### PROBLEM STATEMENT
Find each line in the data below that contains the word "athlete", and copy those lines.

### DATA TO PROCESS
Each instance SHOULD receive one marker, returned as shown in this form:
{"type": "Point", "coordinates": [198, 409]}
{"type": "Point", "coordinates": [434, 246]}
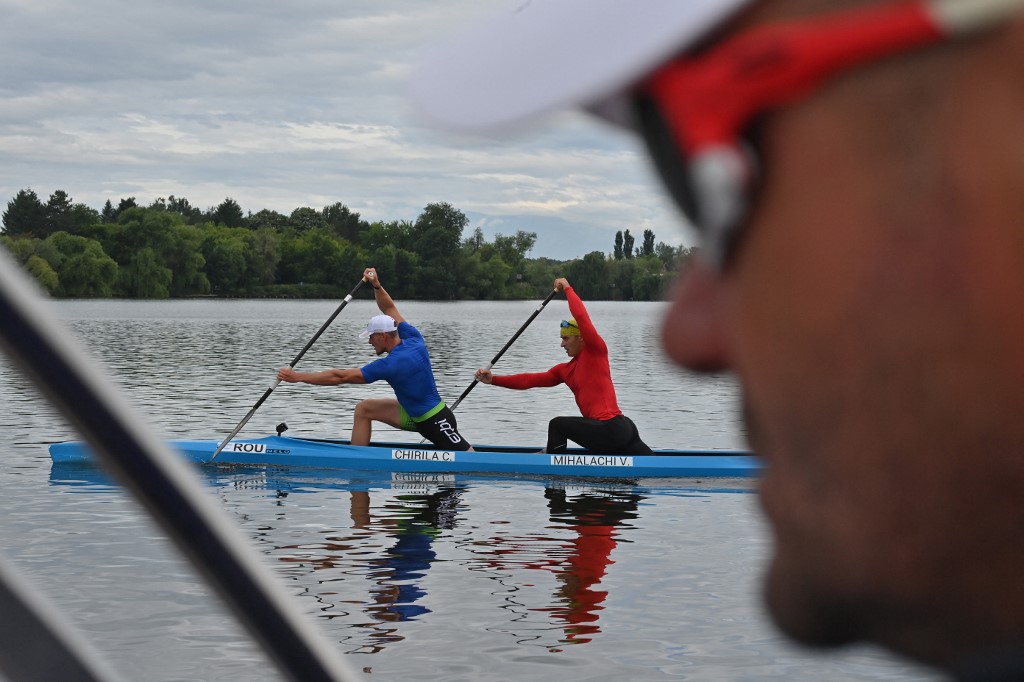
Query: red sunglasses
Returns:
{"type": "Point", "coordinates": [695, 113]}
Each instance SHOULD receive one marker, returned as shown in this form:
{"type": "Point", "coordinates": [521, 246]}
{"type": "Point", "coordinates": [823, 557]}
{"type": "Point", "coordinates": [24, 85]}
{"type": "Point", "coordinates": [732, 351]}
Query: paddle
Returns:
{"type": "Point", "coordinates": [506, 346]}
{"type": "Point", "coordinates": [295, 361]}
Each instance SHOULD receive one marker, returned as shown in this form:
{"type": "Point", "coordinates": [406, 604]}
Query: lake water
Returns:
{"type": "Point", "coordinates": [453, 578]}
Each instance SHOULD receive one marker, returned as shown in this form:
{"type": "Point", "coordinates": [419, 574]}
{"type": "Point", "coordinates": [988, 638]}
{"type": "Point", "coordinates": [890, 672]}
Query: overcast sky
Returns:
{"type": "Point", "coordinates": [280, 104]}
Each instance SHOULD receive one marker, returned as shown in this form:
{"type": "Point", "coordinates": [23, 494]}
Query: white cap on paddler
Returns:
{"type": "Point", "coordinates": [545, 55]}
{"type": "Point", "coordinates": [378, 324]}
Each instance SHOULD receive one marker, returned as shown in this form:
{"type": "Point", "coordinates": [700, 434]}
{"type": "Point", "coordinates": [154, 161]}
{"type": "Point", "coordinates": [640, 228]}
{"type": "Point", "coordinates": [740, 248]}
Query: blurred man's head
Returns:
{"type": "Point", "coordinates": [857, 178]}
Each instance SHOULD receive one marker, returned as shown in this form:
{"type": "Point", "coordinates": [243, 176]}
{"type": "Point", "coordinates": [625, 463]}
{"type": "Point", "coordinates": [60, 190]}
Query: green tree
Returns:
{"type": "Point", "coordinates": [435, 239]}
{"type": "Point", "coordinates": [343, 222]}
{"type": "Point", "coordinates": [627, 245]}
{"type": "Point", "coordinates": [650, 282]}
{"type": "Point", "coordinates": [304, 219]}
{"type": "Point", "coordinates": [144, 276]}
{"type": "Point", "coordinates": [45, 275]}
{"type": "Point", "coordinates": [262, 256]}
{"type": "Point", "coordinates": [224, 251]}
{"type": "Point", "coordinates": [109, 214]}
{"type": "Point", "coordinates": [267, 219]}
{"type": "Point", "coordinates": [25, 215]}
{"type": "Point", "coordinates": [85, 269]}
{"type": "Point", "coordinates": [647, 249]}
{"type": "Point", "coordinates": [590, 276]}
{"type": "Point", "coordinates": [228, 214]}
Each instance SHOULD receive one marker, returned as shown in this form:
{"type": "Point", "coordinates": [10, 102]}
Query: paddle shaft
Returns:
{"type": "Point", "coordinates": [295, 361]}
{"type": "Point", "coordinates": [507, 345]}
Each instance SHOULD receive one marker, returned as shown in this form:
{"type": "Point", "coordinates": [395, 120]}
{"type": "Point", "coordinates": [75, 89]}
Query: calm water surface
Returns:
{"type": "Point", "coordinates": [453, 578]}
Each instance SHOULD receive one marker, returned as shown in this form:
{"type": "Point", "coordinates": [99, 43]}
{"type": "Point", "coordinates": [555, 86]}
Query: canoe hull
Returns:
{"type": "Point", "coordinates": [322, 454]}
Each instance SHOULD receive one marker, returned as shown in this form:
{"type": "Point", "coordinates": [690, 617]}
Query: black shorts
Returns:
{"type": "Point", "coordinates": [442, 430]}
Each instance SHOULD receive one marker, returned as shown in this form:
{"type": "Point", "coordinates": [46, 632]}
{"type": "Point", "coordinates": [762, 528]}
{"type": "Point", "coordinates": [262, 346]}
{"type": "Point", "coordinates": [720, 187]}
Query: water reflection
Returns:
{"type": "Point", "coordinates": [371, 572]}
{"type": "Point", "coordinates": [578, 559]}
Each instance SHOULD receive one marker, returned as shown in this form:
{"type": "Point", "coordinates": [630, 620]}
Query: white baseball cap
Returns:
{"type": "Point", "coordinates": [551, 54]}
{"type": "Point", "coordinates": [378, 324]}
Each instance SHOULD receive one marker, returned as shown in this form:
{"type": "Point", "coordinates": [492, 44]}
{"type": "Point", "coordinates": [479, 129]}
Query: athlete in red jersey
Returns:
{"type": "Point", "coordinates": [603, 428]}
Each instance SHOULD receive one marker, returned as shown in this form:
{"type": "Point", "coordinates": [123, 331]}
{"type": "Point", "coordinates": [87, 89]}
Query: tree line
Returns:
{"type": "Point", "coordinates": [171, 249]}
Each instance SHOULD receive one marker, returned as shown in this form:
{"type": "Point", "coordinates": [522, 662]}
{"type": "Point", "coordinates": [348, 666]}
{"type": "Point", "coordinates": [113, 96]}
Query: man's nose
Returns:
{"type": "Point", "coordinates": [694, 332]}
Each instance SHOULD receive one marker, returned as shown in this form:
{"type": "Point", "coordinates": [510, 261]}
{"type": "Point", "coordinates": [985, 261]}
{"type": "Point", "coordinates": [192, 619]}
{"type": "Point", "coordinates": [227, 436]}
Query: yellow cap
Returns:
{"type": "Point", "coordinates": [569, 328]}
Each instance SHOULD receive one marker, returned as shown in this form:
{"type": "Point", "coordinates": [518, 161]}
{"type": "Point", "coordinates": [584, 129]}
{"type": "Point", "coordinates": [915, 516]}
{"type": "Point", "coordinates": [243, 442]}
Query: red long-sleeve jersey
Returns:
{"type": "Point", "coordinates": [588, 375]}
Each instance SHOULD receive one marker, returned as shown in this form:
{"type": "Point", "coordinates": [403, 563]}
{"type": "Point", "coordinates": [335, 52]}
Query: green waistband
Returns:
{"type": "Point", "coordinates": [428, 414]}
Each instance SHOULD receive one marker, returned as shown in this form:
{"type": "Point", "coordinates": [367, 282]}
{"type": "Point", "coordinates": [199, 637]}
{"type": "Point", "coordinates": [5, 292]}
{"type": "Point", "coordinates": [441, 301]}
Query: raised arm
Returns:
{"type": "Point", "coordinates": [322, 378]}
{"type": "Point", "coordinates": [383, 299]}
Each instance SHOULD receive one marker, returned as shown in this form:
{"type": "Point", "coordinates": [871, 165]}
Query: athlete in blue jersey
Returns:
{"type": "Point", "coordinates": [406, 367]}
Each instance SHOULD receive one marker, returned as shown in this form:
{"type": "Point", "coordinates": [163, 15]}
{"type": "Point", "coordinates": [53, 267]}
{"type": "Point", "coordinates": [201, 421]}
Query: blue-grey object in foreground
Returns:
{"type": "Point", "coordinates": [285, 451]}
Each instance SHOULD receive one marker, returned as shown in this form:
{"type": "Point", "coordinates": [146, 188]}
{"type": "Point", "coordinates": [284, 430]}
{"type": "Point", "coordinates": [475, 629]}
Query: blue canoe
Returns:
{"type": "Point", "coordinates": [325, 454]}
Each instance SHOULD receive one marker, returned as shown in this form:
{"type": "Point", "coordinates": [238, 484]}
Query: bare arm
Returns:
{"type": "Point", "coordinates": [383, 299]}
{"type": "Point", "coordinates": [322, 378]}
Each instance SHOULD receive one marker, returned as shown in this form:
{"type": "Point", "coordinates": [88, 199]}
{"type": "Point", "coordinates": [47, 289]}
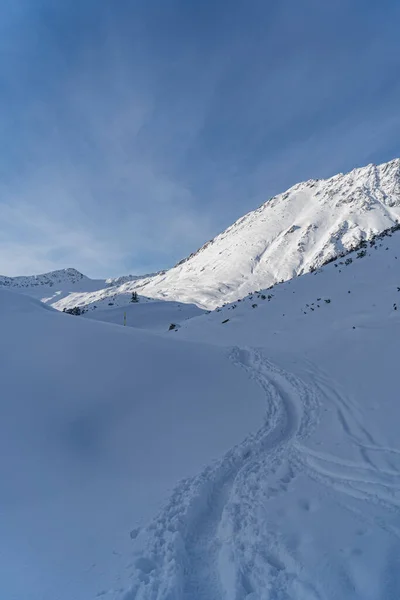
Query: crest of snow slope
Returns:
{"type": "Point", "coordinates": [288, 235]}
{"type": "Point", "coordinates": [53, 286]}
{"type": "Point", "coordinates": [98, 423]}
{"type": "Point", "coordinates": [310, 508]}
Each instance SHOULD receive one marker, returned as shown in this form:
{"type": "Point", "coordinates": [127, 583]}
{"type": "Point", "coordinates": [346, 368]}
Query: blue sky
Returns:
{"type": "Point", "coordinates": [134, 131]}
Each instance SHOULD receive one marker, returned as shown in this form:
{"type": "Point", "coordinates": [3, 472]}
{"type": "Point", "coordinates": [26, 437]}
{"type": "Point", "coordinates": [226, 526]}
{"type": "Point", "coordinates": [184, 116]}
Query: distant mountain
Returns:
{"type": "Point", "coordinates": [288, 235]}
{"type": "Point", "coordinates": [293, 233]}
{"type": "Point", "coordinates": [46, 279]}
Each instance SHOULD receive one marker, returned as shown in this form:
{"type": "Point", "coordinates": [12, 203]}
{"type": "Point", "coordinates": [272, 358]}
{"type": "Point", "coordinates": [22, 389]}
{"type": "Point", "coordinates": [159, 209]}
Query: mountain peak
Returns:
{"type": "Point", "coordinates": [289, 234]}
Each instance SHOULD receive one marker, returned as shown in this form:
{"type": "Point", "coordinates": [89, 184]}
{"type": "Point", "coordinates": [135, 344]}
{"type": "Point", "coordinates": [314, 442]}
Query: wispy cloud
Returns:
{"type": "Point", "coordinates": [134, 132]}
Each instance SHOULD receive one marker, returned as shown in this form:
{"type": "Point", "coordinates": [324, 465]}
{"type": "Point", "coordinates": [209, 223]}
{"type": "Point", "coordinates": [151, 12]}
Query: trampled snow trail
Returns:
{"type": "Point", "coordinates": [194, 548]}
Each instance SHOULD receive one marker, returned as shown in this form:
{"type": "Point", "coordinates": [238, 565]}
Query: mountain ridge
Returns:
{"type": "Point", "coordinates": [292, 233]}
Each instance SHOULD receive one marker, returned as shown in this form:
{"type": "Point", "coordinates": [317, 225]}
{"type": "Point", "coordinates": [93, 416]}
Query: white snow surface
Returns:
{"type": "Point", "coordinates": [288, 235]}
{"type": "Point", "coordinates": [98, 423]}
{"type": "Point", "coordinates": [253, 454]}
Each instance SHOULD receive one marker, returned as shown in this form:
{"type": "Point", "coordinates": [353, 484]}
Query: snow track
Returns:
{"type": "Point", "coordinates": [196, 547]}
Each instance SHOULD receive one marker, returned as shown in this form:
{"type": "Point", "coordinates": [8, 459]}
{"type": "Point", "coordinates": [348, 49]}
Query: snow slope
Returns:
{"type": "Point", "coordinates": [98, 423]}
{"type": "Point", "coordinates": [308, 507]}
{"type": "Point", "coordinates": [153, 316]}
{"type": "Point", "coordinates": [288, 235]}
{"type": "Point", "coordinates": [53, 286]}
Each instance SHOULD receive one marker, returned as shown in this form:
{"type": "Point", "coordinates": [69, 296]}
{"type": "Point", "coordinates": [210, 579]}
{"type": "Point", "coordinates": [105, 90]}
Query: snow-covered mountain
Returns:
{"type": "Point", "coordinates": [288, 235]}
{"type": "Point", "coordinates": [63, 276]}
{"type": "Point", "coordinates": [252, 453]}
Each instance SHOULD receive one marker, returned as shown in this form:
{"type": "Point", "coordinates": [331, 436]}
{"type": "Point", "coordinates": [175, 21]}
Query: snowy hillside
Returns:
{"type": "Point", "coordinates": [98, 423]}
{"type": "Point", "coordinates": [53, 286]}
{"type": "Point", "coordinates": [253, 453]}
{"type": "Point", "coordinates": [154, 316]}
{"type": "Point", "coordinates": [291, 234]}
{"type": "Point", "coordinates": [308, 508]}
{"type": "Point", "coordinates": [69, 276]}
{"type": "Point", "coordinates": [288, 235]}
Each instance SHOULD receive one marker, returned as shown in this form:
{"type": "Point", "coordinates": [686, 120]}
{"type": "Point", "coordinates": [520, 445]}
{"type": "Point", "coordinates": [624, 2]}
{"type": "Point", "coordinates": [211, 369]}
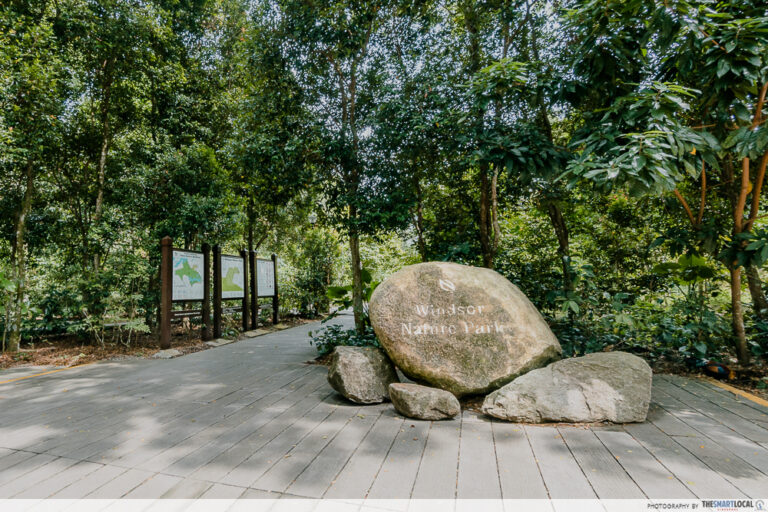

### SOLUTION TO THIS TASK
Query: athlete in red jersey
Query: athlete in blue jersey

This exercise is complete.